What needs to be done: Reproduce all of the records exactly.

Exercise material:
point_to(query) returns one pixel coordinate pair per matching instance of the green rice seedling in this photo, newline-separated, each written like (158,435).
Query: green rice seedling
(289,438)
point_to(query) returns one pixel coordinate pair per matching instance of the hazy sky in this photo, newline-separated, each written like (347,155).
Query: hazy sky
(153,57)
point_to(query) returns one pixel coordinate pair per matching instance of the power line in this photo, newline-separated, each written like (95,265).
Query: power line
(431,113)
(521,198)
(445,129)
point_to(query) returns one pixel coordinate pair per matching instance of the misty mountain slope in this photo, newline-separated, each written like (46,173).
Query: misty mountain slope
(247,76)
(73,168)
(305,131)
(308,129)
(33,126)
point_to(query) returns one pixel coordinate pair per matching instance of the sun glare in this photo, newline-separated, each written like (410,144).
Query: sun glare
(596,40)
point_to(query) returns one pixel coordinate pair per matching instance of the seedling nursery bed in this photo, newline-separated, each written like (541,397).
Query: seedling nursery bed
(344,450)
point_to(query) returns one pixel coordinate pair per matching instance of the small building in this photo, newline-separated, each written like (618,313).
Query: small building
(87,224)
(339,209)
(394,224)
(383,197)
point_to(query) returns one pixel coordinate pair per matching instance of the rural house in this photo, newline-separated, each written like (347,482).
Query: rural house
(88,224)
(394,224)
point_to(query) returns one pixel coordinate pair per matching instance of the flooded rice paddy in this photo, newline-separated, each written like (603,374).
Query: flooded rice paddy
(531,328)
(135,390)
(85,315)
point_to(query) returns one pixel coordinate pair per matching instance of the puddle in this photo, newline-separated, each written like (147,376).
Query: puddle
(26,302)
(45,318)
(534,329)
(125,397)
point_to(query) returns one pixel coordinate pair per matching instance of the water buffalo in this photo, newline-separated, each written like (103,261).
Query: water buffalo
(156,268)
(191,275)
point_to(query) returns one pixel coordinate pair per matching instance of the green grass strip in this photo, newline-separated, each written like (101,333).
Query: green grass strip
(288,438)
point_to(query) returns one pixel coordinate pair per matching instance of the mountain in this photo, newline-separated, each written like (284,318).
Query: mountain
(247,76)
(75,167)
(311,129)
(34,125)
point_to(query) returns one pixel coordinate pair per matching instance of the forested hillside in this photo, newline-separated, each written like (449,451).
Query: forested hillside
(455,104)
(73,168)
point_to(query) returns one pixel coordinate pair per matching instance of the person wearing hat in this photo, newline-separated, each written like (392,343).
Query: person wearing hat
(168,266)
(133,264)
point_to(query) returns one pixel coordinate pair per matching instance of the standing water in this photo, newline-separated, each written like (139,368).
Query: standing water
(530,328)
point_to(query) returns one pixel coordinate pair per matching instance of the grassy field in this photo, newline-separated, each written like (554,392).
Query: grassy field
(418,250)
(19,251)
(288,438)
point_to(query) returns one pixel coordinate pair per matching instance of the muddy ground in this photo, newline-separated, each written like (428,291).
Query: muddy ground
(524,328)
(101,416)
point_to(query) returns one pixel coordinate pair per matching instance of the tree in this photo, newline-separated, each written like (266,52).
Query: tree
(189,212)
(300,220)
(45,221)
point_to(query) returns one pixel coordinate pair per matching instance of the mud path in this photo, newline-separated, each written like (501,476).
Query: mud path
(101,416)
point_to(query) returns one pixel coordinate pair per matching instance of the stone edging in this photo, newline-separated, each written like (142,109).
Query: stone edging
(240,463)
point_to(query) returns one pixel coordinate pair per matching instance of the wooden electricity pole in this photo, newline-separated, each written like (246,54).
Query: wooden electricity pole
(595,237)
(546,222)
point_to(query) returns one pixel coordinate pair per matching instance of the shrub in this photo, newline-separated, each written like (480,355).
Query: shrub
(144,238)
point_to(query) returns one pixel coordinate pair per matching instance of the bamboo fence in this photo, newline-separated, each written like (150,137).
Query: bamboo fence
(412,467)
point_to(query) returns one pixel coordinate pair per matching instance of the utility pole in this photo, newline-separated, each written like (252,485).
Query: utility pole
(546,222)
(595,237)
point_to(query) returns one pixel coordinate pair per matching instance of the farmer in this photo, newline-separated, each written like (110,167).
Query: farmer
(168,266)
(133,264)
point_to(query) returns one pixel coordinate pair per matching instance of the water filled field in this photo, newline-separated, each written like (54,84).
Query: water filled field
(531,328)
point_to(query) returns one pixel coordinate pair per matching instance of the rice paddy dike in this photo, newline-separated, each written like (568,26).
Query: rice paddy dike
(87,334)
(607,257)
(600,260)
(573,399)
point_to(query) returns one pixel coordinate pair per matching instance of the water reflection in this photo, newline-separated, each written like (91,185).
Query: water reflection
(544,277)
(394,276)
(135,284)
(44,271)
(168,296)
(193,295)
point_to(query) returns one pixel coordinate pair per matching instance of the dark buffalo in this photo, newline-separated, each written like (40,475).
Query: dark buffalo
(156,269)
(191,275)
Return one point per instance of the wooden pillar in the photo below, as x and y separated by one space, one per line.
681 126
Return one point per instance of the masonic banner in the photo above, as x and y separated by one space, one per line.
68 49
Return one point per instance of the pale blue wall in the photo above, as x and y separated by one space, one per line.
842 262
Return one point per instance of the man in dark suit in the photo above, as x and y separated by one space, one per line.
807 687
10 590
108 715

Result for this exercise:
point_to(query) returns one pixel coordinate pair per matching instance of the green rice seedling in this photo, newline-separated, each written like (158,435).
Query: green rice seedling
(289,438)
point_to(query) returns one pixel coordinate pair per matching instance of the hazy sky in this photo, newline-separated, each written like (347,155).
Query: hazy sky
(153,57)
point_to(query) returns one pixel coordinate pair per matching instance of the power line in this photo, newline-separated, each written like (95,265).
Query: power line
(431,113)
(521,198)
(445,129)
point_to(query) returns one pixel coordinate pair per matching instance of the misty mountain slope in this photo, newline-separated, each written like (46,173).
Query: misty mountain slope
(247,76)
(73,168)
(305,131)
(308,129)
(33,126)
point_to(query) returns one pixel coordinate pair per matching instance of the sun glare in this photo, newline-separated, each written like (410,144).
Query: sun glare
(596,40)
point_to(query) returns one pixel coordinate pair per matching instance of the seedling nursery bed in this photo, newline-separated, each written like (541,397).
Query: seedling nursery bed
(344,450)
point_to(query) returns one pixel coordinate pair per matching instance of the small building in this photo, newline-separated, each written like (618,313).
Query: small building
(87,224)
(339,209)
(394,224)
(383,197)
point_to(query) returns one pixel coordinate pair per matching instance of the rural house in this photo, newline-separated, each written like (347,482).
Query: rural house
(88,224)
(394,224)
point_to(query) returns one pixel coordinate pair per matching instance of the flooded rice paddy in this photo, newline-separated, each written like (603,374).
Query: flooded rice paddy
(531,328)
(135,390)
(85,315)
point_to(query) returns one pixel coordinate pair per matching instance of the puddle in this photo, newline-separated, each written like (147,376).
Query: puddle
(26,302)
(45,318)
(534,329)
(125,397)
point_to(query) returns one pixel coordinate pair per matching instance of the water buffalo in this photo, newline-separated, each written like (103,261).
Query: water buffalo
(156,268)
(191,275)
point_to(query) returns one pixel coordinate pair per matching instance of the green grass strip in this photo, newline-separated, each written like (101,333).
Query: green grass strip
(288,438)
point_to(query) returns one pixel coordinate pair per matching instance of the mountain in this photo, newline-separated, each written like (284,318).
Query: mountain
(247,76)
(75,167)
(311,129)
(34,125)
point_to(query) returns one pixel coordinate pair per matching instance of the forested hillside in this photo, newline-separated, each written like (449,451).
Query: forested hillside
(455,104)
(73,168)
point_to(query) returns one pixel coordinate pair per matching instance of the person wearing hat in this photo, newline-separated, each written like (392,343).
Query: person wearing hat
(168,266)
(133,264)
point_to(query) returns one pixel coordinate pair per matching instance of the standing water in this photo, newline-separated, each written like (139,368).
Query: standing water
(530,328)
point_to(query) returns one pixel coordinate pair per matching instance of the grassy field in this photo, newline-separated, each written like (554,392).
Query: grassy field
(418,250)
(19,251)
(288,438)
point_to(query) returns one pixel coordinate pair per matching instance of the muddy ground in this photo, newline-separated, each written like (428,291).
Query: muddy ground
(524,328)
(101,416)
point_to(query) returns one pixel coordinate pair per matching instance of the tree in this photo, newline-separated, each written like (266,52).
Query: tree
(189,212)
(300,220)
(45,221)
point_to(query) returns one pixel coordinate pair per matching instance of the mud path in this photo, newline-separated, each written like (501,476).
Query: mud path
(101,416)
point_to(query) returns one pixel coordinate pair per matching instance of the stone edging in this photo, newline-separated, each written like (142,109).
Query: stone edging
(240,463)
point_to(query) returns one pixel coordinate pair per matching instance of the wooden electricity pole in this photo, newline-separated, each written like (246,54).
Query: wooden electricity pole
(595,237)
(546,222)
point_to(query) returns one pixel coordinate pair per matching instance of the shrub in this photo, newline-separated, each written like (480,355).
Query: shrub
(144,238)
point_to(query) returns one pixel coordinate pair per matching instance of the bamboo fence in this photo, newline-separated, each written like (150,137).
Query: bamboo fence
(412,467)
point_to(query) returns one pixel coordinate pair per matching instance of the utility pole in this photo, newline-separated, each written like (252,485).
Query: utility pole
(546,222)
(595,237)
point_to(query) returns one pixel coordinate pair per matching instance of the farmer in this photo, newline-separated, each written like (110,167).
Query: farmer
(168,266)
(133,264)
point_to(query) returns one pixel coordinate pair per matching instance of the water filled field in this photo, newline-separated, each written like (54,84).
Query: water filled field
(531,328)
point_to(query) returns one pixel coordinate pair per matching instance of the rice paddy dike in this photo, newline-separated, each written like (568,26).
Query: rice paddy dike
(87,334)
(607,257)
(600,260)
(573,399)
point_to(query) returns one pixel coordinate pair per matching instance of the water reflection in this photo, newline-separated, each written like (91,185).
Query: water reflection
(544,277)
(394,276)
(135,284)
(44,271)
(168,296)
(193,295)
point_to(query) returns one pixel coordinate pair per matching instance of the dark buffalo in this photo, newline-separated, each written like (40,475).
Query: dark buffalo
(156,269)
(191,275)
Return one point per instance of the wooden pillar in the photo below, as x and y separated by one space, one per line.
681 126
Return one point per instance of the masonic banner in the photo above, as x and y separated by one space, one per line.
68 49
Return one point per instance of the pale blue wall in the photo above, as x and y separated by one space, one per line.
842 262
Return one point per instance of the man in dark suit in the photo above, as x and y separated by one space, one per line.
807 687
10 590
108 715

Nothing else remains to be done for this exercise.